### Page text
Robert Murdoch’s testimony in the News of the World phone hacking scandal provides a perfect example of how you can gain an advantage by respecting your interrogators.
Under hours of questioning from Parliament, he remained calm and courteous.
Murdoch stuck to a simple message.
He neither challenged his questioners nor tried to confuse them. As a result, one of the most powerful media moguls in the world managed to come across as humble to anyone watching the TV.
#2. Control Your Emotions
Any time a leader must defend their actions, or that of someone in their company, they are put under enormous pressure.
All eyes are watching. A good leader becomes self-aware, taking the time to acknowledge how emotions alter speech and body language. They learn to self-regulate so they don’t act impulsively.
Understand what pushes your buttons and learn how to control your reactions. Outward displays of anger, fear, and frustration can be damaging to your credibility and divert attention away from the main message. Stay in control.
Think before you speak: Never blurt out an answer when stressed. You never want to risk saying something wrong because you are reacting to emotional triggers. Take a sip of water or pause to reflect on the question before you answer.
Don’t fall into a trap: Interviewers repeat questions to create frustration and try to force you to give contradictory responses. Be ready for it. Stick to the message.
Never self-medicate – Avoid using recreational drugs or alcohol before questioning. You may think it will help you relax, but the consequences can be enormous if you say something you didn’t mean. Stay alert and in control.
#3. Stand Your Ground
Under adversity, a leader must answer multiple audiences: employees, co-workers, boards, auditors, investigators, and reporters. Stay on message regardless of how many times you repeat yourself.

### Data records

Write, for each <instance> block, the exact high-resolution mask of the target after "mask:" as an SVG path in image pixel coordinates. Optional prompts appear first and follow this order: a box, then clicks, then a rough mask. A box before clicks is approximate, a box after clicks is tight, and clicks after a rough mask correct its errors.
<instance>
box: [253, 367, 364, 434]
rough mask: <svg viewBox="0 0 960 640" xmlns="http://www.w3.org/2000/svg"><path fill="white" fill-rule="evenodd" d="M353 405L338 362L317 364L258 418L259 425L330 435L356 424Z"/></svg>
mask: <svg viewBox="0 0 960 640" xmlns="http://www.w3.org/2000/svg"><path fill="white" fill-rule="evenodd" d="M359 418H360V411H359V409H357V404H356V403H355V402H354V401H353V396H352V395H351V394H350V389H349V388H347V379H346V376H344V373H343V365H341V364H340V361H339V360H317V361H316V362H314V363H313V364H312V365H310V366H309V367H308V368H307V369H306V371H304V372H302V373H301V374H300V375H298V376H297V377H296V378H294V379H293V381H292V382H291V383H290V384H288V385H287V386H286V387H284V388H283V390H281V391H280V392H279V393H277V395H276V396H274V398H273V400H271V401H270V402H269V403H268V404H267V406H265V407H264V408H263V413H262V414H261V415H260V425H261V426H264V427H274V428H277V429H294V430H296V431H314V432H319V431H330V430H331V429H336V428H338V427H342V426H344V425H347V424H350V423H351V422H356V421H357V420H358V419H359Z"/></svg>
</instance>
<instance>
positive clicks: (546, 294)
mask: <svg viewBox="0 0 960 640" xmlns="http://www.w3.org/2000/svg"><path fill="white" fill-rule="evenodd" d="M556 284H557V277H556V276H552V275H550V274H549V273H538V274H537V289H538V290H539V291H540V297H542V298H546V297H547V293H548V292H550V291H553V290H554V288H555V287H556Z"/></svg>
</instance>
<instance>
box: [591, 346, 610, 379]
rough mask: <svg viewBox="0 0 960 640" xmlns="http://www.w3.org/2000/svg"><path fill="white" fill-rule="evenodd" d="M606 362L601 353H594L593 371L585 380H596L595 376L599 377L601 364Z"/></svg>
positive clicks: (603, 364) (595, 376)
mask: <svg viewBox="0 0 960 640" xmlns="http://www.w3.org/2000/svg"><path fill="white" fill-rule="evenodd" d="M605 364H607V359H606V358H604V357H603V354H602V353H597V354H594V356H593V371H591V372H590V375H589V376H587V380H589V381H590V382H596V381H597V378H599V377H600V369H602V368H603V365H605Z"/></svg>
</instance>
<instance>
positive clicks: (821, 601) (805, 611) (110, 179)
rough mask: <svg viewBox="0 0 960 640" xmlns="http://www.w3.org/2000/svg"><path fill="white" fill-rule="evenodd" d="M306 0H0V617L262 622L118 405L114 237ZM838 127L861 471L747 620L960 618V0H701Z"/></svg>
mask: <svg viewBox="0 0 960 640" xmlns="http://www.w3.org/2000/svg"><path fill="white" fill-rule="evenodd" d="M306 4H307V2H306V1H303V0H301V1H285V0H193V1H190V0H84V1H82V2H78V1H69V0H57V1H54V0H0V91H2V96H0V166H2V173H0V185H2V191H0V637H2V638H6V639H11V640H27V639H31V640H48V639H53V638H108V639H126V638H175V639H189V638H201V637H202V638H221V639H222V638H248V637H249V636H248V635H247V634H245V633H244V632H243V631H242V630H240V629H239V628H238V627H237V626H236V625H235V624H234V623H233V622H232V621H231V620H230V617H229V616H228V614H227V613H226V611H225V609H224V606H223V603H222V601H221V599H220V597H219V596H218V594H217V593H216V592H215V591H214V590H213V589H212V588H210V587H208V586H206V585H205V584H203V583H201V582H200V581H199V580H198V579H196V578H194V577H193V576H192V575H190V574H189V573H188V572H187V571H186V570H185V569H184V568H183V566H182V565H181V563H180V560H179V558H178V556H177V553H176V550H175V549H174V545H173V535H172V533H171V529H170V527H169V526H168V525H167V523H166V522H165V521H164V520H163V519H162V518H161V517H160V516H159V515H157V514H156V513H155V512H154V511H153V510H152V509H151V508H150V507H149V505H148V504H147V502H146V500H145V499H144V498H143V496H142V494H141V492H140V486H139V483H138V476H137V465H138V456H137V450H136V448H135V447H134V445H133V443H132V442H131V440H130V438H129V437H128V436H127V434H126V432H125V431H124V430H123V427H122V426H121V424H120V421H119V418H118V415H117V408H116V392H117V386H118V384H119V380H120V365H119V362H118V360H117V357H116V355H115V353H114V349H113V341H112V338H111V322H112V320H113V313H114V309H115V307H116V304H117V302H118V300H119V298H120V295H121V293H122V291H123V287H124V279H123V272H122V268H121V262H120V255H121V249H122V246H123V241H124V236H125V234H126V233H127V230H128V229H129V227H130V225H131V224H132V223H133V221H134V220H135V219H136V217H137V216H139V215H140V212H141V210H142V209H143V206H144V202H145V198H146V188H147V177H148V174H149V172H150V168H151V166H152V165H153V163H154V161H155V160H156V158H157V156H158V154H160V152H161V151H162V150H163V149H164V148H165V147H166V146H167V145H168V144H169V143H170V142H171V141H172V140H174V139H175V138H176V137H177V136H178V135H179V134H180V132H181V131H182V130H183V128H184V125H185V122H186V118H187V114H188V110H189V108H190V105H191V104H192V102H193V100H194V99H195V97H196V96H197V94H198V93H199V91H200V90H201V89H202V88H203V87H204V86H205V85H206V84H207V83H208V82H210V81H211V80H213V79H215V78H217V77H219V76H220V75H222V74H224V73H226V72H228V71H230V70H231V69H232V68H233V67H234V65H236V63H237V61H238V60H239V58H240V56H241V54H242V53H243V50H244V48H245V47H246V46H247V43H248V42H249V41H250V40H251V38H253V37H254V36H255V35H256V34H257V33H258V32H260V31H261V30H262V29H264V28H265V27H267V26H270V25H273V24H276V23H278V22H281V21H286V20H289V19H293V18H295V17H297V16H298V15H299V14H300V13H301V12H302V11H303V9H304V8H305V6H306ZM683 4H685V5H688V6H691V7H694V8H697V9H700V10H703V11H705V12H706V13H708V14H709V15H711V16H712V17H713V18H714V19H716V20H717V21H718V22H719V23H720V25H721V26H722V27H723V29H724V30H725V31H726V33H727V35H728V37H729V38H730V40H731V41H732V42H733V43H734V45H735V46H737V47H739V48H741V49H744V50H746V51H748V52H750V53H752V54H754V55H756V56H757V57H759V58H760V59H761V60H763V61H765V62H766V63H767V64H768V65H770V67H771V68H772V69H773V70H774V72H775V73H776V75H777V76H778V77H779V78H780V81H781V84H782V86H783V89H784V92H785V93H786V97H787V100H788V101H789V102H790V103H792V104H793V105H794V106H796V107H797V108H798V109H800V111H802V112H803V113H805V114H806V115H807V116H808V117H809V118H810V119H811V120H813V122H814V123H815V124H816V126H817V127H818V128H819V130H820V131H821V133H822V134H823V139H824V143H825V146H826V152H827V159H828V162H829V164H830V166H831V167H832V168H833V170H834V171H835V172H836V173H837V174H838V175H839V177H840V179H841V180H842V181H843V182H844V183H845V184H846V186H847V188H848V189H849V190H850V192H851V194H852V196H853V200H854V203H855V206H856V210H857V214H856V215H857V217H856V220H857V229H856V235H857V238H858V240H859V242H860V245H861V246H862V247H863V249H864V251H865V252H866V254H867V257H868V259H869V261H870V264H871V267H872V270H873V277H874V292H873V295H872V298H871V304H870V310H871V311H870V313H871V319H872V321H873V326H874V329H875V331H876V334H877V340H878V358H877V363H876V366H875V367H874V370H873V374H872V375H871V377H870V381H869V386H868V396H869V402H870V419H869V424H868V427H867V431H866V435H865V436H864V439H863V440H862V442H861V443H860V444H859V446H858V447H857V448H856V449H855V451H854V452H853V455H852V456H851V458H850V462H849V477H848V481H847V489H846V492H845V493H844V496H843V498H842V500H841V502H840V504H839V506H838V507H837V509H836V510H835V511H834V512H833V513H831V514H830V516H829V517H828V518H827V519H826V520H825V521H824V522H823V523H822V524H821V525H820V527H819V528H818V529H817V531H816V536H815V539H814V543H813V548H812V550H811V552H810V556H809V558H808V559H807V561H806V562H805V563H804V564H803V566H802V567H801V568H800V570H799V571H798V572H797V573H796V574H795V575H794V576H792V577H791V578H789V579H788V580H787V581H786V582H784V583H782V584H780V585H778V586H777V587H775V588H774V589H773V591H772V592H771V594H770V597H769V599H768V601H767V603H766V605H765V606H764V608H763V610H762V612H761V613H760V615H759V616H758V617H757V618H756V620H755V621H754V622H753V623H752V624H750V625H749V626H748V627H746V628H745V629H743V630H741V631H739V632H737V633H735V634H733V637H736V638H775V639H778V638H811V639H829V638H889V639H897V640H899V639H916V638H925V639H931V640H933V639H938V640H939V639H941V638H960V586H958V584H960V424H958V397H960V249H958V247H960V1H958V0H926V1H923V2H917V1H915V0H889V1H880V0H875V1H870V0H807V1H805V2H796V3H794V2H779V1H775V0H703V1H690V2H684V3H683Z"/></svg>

### Problem 1
List every audience that, according to the leadership text, a leader must answer under adversity.
### Problem 2
Write out the leadership text again, starting at "Don’t fall into" and ending at "and in control.", and swap "Interviewers" for "Reporters".

### Problem solution 1
employees, co-workers, boards, auditors, investigators, reporters

### Problem solution 2
Don’t fall into a trap: Reporters repeat questions to create frustration and try to force you to give contradictory responses. Be ready for it. Stick to the message.
Never self-medicate – Avoid using recreational drugs or alcohol before questioning. You may think it will help you relax, but the consequences can be enormous if you say something you didn’t mean. Stay alert and in control.